Data extracted from a collection:
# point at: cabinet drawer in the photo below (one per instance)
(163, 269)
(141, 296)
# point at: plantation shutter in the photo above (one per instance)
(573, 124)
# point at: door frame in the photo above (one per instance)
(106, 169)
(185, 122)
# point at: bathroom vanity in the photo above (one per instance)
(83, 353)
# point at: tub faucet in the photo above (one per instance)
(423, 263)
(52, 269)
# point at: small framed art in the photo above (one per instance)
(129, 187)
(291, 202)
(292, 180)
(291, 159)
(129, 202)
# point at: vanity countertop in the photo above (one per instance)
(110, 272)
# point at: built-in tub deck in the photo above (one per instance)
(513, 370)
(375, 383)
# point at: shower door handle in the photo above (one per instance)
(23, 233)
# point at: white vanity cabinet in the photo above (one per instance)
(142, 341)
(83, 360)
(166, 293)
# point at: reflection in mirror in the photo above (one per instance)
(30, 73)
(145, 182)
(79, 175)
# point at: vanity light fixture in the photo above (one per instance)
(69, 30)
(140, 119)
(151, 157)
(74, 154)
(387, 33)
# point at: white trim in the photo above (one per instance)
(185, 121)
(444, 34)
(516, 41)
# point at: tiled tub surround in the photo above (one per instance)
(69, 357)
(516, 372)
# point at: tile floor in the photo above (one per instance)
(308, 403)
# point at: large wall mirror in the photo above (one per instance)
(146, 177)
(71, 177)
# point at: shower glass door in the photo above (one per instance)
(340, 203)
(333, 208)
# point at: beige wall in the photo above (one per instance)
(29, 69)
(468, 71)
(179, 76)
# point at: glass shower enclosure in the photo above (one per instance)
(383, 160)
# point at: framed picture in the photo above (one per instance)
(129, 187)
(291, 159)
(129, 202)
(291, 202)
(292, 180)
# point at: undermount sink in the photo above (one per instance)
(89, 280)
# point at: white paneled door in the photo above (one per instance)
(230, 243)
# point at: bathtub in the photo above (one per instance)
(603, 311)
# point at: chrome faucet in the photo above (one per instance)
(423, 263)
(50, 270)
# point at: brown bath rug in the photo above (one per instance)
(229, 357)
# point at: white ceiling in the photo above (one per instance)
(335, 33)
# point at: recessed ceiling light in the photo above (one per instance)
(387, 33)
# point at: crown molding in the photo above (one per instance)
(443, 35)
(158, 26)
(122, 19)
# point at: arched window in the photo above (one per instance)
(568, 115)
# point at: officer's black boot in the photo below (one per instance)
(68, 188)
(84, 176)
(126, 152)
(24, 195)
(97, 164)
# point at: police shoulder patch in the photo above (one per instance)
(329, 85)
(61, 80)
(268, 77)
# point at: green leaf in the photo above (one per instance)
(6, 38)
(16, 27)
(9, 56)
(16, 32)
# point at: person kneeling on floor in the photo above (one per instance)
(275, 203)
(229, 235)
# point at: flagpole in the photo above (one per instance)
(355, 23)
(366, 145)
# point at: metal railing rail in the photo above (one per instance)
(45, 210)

Exercise aim:
Output all of the entries, exactly as they are written.

Result for this task:
# point at: cabinet drawer in the photo below (one per instance)
(163, 269)
(141, 296)
# point at: plantation shutter in the photo above (one per instance)
(573, 124)
# point at: door frame in the photo above (one per instance)
(106, 169)
(185, 122)
# point at: bathroom vanity in the photo above (one per instance)
(83, 353)
# point at: tub faucet in the photo above (one per instance)
(423, 263)
(52, 269)
# point at: small framed art in the photo above (one per instance)
(129, 187)
(291, 202)
(292, 180)
(291, 159)
(129, 202)
# point at: vanity countertop in the photo above (one per instance)
(110, 272)
# point at: built-in tub deck in the photo above (one per instance)
(513, 370)
(375, 383)
# point at: shower door handle in the photo above (one per instance)
(23, 233)
# point at: white vanity cabinet in the photo above (one per instance)
(142, 341)
(83, 360)
(166, 293)
# point at: reflection in mirror in the photo above (one per instance)
(30, 73)
(145, 182)
(79, 175)
# point at: vanity light fixture in the photo above (one per instance)
(69, 30)
(140, 119)
(151, 157)
(74, 154)
(387, 33)
# point at: white trim in the photo above (one per instance)
(185, 121)
(444, 34)
(516, 41)
# point at: tiled tub surround in the photo above (one per instance)
(69, 357)
(516, 372)
# point at: tile floor in the photo above (one per instance)
(308, 403)
# point at: large wall mirror in the photo above (one per instance)
(146, 177)
(71, 177)
# point at: shower glass door in the photo above (one per instance)
(340, 203)
(333, 208)
# point at: beige wall in the photo above (one per instance)
(29, 69)
(468, 71)
(179, 76)
# point at: glass shower enclosure in the photo above (one per instance)
(383, 160)
# point at: framed picture in the photo above (one per instance)
(129, 187)
(291, 159)
(129, 202)
(291, 202)
(292, 180)
# point at: undermount sink in the photo above (one per instance)
(89, 280)
# point at: white paneled door in the photo above (one per instance)
(230, 243)
# point at: bathtub in the photo above (one per instance)
(603, 311)
# point at: chrome faucet in the photo above (one per instance)
(423, 263)
(50, 270)
# point at: brown bath rug in the photo above (one per instance)
(229, 357)
# point at: white ceiling in the photo above (one per instance)
(335, 33)
# point at: recessed ceiling light in the photo above (one per instance)
(387, 33)
# point at: crown molding in the photo above (one per instance)
(443, 35)
(158, 26)
(122, 19)
# point at: arched window in the photo above (one per instance)
(568, 115)
# point at: officer's black boot in the photo below (one per instance)
(68, 188)
(84, 176)
(126, 152)
(24, 195)
(97, 164)
# point at: police shoulder patch in the photo above (one per instance)
(329, 85)
(61, 80)
(268, 77)
# point at: green leaf in the photo above (one per instance)
(6, 38)
(16, 27)
(9, 56)
(16, 32)
# point at: person kneeling on floor in the photo above (one per instance)
(275, 203)
(229, 235)
# point at: flagpole in the photo above (one per instance)
(355, 23)
(366, 145)
# point at: metal railing rail in the photo above (one per instance)
(45, 210)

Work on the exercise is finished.